━━━━━ Material for the task ━━━━━

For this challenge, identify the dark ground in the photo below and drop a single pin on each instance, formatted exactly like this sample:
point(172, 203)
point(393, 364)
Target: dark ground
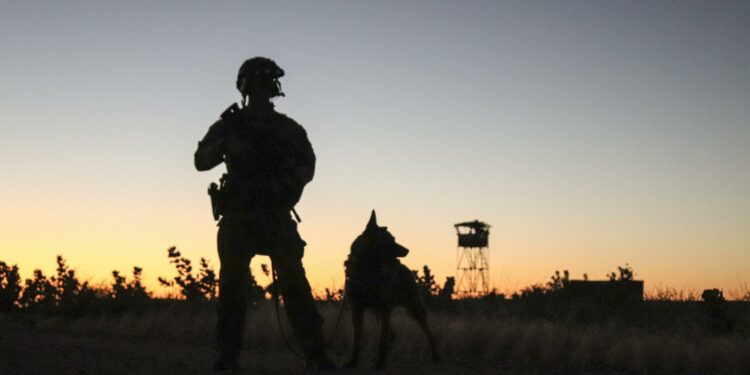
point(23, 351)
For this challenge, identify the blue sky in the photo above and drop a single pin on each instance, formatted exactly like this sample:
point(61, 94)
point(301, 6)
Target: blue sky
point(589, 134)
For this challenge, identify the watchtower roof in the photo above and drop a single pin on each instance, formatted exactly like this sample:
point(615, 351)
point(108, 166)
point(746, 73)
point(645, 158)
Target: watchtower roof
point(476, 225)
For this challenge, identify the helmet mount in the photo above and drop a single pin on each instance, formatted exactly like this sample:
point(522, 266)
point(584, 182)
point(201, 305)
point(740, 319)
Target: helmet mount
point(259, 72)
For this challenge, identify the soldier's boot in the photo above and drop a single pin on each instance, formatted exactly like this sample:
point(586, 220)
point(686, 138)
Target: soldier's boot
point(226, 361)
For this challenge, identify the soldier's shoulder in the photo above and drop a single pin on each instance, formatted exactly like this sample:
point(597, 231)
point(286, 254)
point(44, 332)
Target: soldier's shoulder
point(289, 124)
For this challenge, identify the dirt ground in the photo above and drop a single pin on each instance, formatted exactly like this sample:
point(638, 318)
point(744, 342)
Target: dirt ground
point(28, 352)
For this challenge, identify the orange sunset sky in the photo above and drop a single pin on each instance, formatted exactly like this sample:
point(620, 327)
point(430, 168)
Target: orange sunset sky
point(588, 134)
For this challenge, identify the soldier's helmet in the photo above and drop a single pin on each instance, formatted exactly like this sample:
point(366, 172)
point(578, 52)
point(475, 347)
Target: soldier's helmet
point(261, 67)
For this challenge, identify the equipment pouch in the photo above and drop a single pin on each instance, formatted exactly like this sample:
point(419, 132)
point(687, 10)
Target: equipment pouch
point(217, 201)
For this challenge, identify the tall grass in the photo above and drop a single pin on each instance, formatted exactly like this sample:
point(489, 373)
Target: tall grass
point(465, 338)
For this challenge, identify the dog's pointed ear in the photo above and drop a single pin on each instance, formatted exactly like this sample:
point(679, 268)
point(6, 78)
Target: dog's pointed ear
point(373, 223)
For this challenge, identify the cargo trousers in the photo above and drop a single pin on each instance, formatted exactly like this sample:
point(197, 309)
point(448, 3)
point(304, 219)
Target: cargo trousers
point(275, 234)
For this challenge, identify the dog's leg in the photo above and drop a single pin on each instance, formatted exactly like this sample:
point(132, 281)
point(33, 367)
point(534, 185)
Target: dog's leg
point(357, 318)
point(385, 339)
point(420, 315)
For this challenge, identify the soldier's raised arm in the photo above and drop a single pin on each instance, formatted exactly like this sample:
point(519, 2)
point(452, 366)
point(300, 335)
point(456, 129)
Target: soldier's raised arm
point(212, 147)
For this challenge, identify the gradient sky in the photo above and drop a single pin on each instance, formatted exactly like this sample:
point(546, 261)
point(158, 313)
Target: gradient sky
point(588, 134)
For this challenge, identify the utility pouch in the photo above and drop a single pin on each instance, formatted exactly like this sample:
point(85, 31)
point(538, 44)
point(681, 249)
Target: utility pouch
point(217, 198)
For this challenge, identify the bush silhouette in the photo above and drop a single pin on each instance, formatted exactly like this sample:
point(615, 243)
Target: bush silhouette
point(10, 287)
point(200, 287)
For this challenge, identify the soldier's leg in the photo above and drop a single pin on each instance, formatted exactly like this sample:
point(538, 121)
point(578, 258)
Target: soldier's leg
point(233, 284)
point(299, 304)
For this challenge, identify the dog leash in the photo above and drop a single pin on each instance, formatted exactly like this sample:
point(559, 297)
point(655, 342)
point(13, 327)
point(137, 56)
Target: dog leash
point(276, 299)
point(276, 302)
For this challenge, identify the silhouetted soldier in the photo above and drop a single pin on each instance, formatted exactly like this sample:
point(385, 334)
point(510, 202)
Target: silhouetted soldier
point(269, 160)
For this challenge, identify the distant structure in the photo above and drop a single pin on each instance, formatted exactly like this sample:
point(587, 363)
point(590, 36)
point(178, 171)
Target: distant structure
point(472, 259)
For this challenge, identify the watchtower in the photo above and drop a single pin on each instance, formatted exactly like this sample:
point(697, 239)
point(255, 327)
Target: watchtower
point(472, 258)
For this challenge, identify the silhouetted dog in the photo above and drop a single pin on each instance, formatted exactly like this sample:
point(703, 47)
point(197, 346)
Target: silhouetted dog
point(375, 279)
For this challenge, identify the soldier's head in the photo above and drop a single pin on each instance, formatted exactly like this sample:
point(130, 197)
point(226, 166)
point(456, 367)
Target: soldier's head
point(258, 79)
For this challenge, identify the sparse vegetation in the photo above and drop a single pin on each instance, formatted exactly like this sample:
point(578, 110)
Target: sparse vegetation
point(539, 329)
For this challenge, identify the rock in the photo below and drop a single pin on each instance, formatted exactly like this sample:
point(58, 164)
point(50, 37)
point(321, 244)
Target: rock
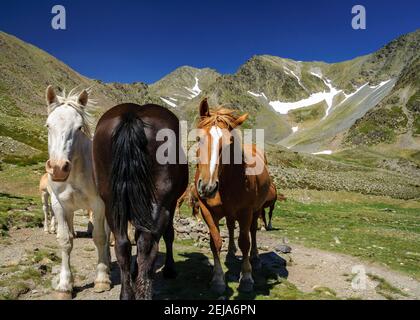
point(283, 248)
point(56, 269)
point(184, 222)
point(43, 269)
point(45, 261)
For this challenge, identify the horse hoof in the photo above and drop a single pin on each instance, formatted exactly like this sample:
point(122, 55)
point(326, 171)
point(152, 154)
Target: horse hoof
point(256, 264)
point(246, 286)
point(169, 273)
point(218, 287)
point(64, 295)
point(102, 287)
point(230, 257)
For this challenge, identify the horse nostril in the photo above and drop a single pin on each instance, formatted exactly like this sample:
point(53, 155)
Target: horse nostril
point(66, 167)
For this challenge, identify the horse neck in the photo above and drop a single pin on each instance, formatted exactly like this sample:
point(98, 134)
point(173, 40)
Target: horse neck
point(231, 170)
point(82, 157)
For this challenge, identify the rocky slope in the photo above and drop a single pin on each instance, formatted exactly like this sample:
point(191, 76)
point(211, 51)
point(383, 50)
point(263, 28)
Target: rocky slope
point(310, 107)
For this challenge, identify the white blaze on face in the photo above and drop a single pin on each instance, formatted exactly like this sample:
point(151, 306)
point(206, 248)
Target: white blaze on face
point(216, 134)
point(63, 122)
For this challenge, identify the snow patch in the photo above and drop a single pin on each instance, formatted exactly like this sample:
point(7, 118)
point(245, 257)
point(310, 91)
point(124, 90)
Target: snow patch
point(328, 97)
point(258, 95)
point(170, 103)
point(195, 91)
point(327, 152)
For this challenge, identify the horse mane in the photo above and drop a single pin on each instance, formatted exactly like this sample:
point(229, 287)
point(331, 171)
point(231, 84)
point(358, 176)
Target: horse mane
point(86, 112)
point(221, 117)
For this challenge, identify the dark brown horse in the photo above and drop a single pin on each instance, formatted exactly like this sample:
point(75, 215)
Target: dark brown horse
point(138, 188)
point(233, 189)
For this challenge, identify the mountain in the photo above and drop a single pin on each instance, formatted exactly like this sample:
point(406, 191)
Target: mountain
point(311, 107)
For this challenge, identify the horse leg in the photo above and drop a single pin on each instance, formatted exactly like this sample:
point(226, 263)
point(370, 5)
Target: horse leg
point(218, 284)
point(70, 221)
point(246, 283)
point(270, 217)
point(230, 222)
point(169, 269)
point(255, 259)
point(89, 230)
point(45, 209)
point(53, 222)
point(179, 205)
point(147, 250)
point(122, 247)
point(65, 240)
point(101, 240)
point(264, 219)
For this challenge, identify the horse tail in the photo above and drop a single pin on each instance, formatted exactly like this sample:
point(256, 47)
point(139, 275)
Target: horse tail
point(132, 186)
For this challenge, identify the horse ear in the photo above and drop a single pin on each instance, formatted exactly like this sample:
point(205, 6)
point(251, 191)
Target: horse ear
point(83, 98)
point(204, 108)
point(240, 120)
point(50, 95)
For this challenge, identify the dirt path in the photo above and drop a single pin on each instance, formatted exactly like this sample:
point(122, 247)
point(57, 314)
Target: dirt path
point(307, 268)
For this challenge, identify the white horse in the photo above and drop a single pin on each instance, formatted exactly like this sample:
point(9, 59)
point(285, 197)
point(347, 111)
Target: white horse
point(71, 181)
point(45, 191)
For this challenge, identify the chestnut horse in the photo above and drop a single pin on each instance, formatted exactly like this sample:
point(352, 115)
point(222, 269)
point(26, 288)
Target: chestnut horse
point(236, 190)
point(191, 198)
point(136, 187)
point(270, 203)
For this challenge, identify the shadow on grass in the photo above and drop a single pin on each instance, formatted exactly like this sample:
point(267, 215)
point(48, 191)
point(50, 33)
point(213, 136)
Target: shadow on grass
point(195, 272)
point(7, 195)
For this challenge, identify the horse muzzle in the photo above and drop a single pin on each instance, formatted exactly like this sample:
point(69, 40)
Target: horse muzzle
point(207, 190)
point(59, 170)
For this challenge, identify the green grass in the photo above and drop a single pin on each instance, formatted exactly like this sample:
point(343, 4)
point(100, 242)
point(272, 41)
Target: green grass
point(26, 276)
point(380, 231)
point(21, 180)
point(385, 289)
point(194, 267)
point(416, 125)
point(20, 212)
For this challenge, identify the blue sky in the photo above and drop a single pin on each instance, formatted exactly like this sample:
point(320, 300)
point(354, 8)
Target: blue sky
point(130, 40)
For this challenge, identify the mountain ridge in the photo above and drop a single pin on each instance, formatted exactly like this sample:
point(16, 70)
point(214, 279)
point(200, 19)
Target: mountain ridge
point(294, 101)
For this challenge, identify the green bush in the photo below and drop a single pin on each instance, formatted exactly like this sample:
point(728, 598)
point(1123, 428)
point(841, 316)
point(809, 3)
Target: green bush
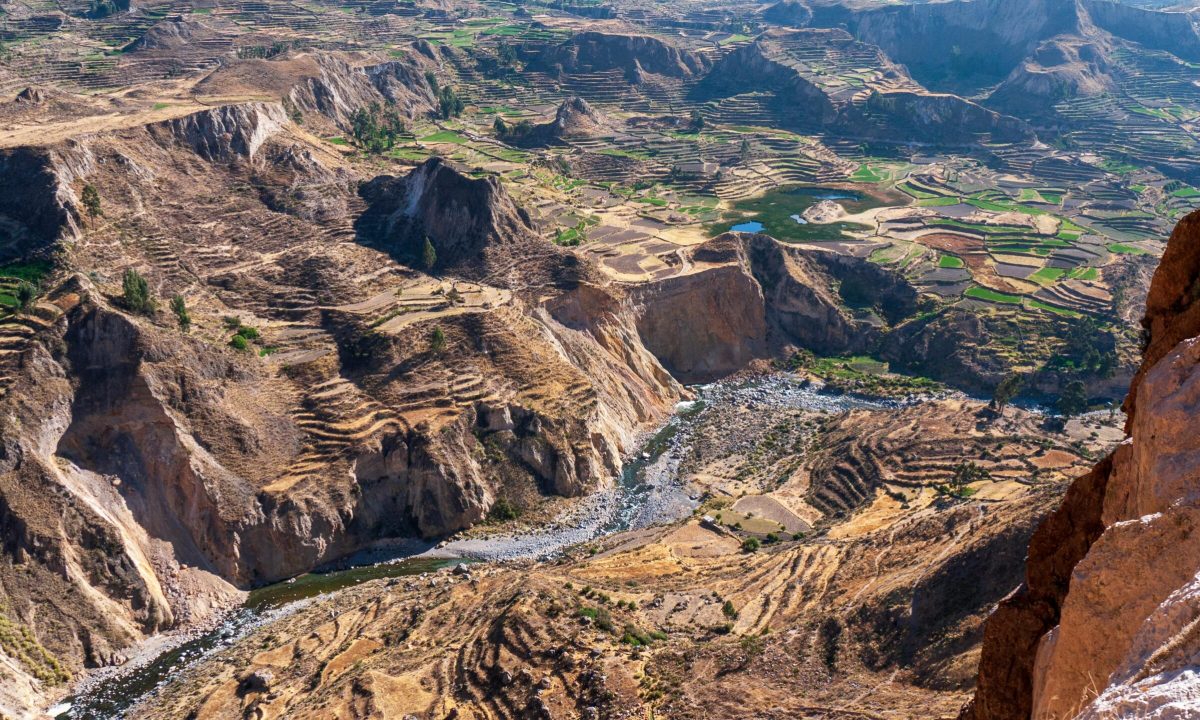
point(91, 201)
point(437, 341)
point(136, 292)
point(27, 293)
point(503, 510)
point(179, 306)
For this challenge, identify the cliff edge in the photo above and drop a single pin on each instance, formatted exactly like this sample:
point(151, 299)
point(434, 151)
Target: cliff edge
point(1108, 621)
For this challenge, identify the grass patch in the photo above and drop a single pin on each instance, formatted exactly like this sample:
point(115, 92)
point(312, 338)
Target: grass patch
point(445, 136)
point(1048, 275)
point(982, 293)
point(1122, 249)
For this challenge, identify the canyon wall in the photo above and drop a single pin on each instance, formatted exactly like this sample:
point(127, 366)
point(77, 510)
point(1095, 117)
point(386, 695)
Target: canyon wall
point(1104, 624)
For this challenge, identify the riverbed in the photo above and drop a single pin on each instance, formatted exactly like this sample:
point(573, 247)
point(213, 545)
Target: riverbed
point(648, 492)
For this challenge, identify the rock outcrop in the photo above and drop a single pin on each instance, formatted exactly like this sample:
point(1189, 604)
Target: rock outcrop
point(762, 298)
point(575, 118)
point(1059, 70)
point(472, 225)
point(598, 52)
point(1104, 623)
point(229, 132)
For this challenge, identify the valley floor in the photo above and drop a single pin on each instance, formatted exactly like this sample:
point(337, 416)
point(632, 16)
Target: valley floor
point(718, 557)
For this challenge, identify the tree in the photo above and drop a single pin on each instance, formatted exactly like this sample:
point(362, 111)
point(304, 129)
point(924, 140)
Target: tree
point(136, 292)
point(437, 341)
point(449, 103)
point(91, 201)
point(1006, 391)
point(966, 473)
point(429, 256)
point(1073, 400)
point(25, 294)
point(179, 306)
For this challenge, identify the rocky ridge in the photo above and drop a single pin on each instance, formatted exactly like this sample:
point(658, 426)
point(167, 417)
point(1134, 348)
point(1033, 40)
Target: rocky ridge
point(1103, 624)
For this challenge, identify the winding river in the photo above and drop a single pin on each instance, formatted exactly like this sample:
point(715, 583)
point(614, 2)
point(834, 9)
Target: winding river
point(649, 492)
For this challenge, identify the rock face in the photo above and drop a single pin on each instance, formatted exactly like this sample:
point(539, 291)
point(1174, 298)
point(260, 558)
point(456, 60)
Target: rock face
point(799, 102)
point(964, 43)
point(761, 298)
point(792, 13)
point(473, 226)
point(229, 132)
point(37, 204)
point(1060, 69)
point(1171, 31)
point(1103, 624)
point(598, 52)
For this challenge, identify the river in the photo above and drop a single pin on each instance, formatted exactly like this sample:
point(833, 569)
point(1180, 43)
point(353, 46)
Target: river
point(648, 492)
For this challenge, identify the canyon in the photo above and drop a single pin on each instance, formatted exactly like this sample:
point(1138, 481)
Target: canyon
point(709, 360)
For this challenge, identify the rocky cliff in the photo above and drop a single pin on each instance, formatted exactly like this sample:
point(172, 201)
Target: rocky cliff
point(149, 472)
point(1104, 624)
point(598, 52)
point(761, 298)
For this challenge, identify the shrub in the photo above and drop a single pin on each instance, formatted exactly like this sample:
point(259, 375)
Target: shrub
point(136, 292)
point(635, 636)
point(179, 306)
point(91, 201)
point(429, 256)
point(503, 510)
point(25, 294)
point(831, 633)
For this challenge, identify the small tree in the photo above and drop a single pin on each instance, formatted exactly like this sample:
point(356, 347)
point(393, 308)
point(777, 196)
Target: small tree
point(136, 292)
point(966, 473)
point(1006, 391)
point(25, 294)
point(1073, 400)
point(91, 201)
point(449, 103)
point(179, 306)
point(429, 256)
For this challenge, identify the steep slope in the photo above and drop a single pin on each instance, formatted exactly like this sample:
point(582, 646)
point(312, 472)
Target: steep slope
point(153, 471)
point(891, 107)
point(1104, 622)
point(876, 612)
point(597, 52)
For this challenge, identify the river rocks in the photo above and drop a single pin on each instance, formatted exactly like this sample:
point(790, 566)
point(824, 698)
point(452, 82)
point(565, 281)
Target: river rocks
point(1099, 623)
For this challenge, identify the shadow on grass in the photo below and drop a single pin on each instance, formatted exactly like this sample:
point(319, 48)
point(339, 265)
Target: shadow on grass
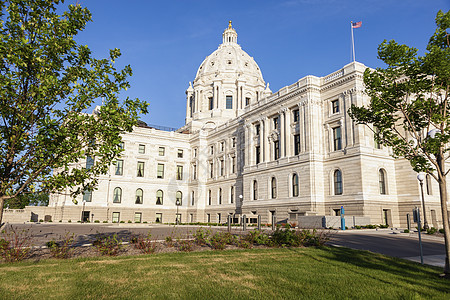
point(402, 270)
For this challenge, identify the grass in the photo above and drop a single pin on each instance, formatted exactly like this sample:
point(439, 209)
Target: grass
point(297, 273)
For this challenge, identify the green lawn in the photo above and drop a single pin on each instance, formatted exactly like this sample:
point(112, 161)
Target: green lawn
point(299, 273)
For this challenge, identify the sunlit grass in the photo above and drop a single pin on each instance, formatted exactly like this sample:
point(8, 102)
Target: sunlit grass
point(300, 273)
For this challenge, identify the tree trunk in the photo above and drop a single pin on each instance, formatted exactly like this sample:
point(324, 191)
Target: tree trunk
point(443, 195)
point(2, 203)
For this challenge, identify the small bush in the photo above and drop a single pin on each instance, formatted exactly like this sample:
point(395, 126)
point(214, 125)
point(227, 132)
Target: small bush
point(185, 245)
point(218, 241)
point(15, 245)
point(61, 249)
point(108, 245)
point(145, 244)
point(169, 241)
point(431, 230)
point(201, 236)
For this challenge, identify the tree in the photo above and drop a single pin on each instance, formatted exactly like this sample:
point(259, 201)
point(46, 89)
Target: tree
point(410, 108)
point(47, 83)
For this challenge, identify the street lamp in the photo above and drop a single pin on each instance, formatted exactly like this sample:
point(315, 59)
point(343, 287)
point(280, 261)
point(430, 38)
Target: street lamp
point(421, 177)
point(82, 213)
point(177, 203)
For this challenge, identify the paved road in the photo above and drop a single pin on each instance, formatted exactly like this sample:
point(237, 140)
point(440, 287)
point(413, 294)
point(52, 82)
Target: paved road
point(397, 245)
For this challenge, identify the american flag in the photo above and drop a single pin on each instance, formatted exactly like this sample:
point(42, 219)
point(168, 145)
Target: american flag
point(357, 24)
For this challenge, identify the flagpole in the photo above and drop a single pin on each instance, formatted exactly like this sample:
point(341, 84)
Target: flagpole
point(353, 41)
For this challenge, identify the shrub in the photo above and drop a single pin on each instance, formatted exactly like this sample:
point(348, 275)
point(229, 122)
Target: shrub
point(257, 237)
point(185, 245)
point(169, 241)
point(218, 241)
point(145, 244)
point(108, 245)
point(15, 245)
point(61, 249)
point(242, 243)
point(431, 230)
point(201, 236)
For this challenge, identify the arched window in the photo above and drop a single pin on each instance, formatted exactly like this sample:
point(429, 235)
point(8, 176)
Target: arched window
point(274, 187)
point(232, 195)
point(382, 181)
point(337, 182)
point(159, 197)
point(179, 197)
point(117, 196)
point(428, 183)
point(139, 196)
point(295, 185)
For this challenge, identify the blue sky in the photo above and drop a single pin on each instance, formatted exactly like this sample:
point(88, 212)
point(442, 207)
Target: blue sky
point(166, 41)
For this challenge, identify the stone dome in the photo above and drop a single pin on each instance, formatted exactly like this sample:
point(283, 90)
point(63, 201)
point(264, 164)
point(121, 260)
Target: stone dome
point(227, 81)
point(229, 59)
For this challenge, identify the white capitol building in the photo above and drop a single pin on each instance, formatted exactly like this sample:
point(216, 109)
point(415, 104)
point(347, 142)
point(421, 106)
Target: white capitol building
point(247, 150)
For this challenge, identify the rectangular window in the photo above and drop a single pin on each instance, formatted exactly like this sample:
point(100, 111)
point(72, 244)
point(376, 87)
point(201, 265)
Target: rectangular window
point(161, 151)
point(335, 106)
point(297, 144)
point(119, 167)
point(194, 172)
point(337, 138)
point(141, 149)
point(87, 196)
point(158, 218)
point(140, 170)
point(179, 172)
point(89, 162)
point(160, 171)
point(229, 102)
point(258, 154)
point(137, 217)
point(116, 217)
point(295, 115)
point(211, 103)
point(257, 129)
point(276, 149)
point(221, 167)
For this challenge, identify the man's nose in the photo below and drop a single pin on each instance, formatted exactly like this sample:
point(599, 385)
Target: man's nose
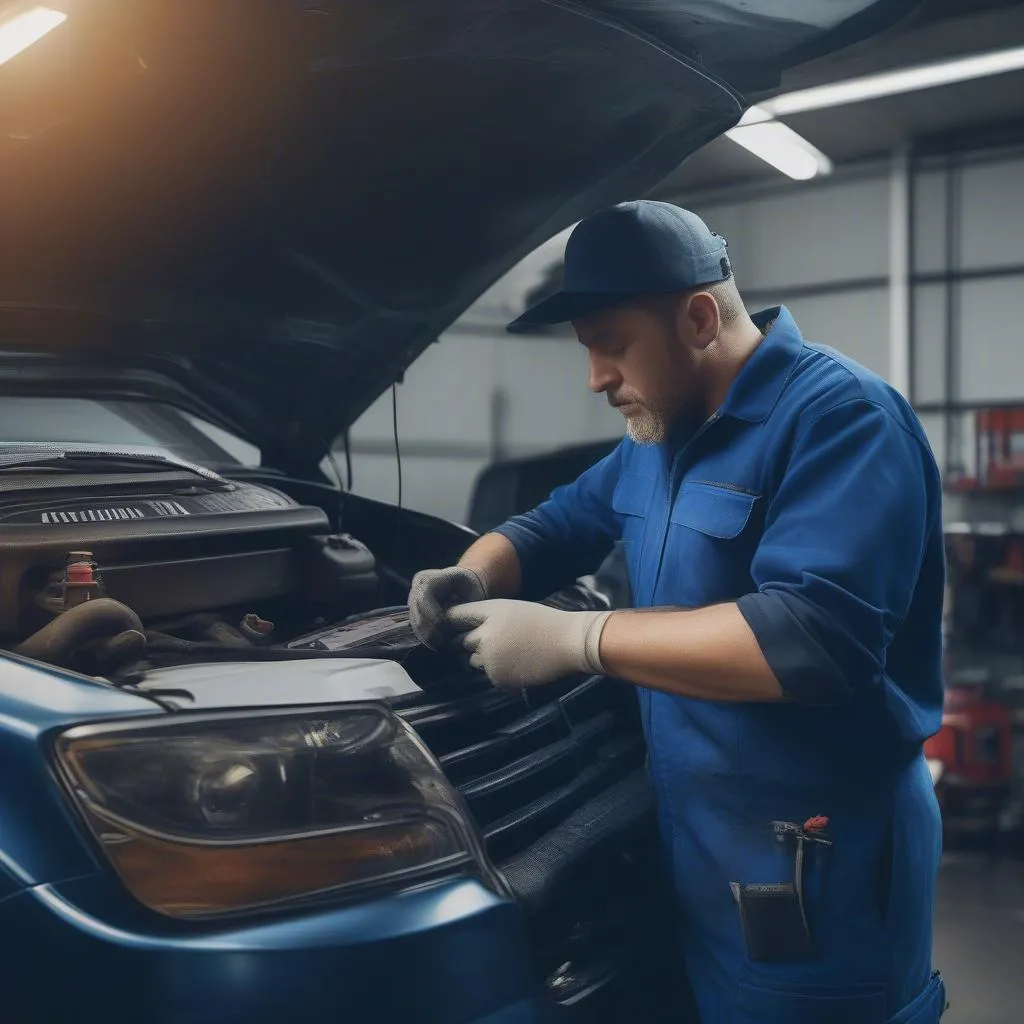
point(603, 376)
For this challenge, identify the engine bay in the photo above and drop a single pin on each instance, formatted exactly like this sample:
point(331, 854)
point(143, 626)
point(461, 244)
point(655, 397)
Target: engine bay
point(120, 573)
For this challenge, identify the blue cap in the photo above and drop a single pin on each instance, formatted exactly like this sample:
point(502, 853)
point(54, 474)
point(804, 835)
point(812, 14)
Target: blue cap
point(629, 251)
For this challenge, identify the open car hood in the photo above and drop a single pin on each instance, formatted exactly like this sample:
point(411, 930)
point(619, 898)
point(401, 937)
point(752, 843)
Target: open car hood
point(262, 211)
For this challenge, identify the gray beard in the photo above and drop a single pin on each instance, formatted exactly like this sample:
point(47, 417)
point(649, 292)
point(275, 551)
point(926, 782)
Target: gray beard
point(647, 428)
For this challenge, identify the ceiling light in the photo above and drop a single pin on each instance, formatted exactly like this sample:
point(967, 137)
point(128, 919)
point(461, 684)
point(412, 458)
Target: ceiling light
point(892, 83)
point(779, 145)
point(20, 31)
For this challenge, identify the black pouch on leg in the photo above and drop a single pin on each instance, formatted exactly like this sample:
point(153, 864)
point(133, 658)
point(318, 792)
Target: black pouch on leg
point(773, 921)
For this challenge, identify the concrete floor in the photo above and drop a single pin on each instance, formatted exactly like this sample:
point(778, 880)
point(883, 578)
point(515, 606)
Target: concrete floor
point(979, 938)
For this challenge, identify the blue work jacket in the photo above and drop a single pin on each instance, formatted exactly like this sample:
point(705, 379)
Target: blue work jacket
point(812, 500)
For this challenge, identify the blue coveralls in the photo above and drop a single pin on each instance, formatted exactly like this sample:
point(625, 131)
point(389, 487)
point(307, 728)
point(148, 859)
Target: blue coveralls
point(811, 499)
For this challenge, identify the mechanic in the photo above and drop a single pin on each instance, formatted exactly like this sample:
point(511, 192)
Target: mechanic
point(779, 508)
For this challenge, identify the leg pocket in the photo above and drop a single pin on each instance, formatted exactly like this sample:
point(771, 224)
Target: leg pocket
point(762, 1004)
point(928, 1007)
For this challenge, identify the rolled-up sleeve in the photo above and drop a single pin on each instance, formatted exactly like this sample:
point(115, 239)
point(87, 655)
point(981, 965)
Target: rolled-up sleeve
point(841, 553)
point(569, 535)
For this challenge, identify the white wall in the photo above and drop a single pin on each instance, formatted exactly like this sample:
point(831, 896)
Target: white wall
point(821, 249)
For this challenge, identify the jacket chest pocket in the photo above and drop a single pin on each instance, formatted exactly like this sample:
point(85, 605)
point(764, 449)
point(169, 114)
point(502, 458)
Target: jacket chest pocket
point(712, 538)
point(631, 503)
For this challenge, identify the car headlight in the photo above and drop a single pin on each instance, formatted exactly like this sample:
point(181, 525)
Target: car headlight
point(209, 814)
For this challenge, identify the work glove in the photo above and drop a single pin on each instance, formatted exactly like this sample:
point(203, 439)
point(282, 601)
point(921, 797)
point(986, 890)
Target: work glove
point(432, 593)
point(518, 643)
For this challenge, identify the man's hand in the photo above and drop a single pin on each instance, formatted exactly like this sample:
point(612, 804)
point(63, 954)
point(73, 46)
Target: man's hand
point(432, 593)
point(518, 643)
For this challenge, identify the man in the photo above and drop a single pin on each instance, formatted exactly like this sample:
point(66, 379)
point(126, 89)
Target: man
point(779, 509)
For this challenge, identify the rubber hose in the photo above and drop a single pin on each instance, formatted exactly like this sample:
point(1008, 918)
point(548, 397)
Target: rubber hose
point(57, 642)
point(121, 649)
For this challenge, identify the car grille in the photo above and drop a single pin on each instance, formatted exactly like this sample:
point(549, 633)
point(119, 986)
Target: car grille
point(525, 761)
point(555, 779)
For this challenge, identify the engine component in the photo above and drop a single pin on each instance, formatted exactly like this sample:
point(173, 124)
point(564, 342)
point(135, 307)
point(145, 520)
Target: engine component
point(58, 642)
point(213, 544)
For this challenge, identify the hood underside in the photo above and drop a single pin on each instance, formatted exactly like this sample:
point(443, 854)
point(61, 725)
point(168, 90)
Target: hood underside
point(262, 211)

━━━━━

# [What the task asks]
Take each line of the material that contains the word "below" and list it.

# [Task response]
For this challenge, identify the dark ground in the photo below and drop a single pin on each instance, formatted exactly like this sample:
For this challenge, identify the rock in the photo below and drop a single pin on each instance, formatted exactly like this sample:
For this challenge, identify the green bush in the photo below and drop a single pin on each instance, formatted exactly like this sample:
For this challenge, identify the shadow on grass in the photo below and drop a single pin on each instance, formatted exactly like this sample:
For this challenge, identify the man's nose in the photo below and drop a single pin on each instance, formatted exactly like this sample:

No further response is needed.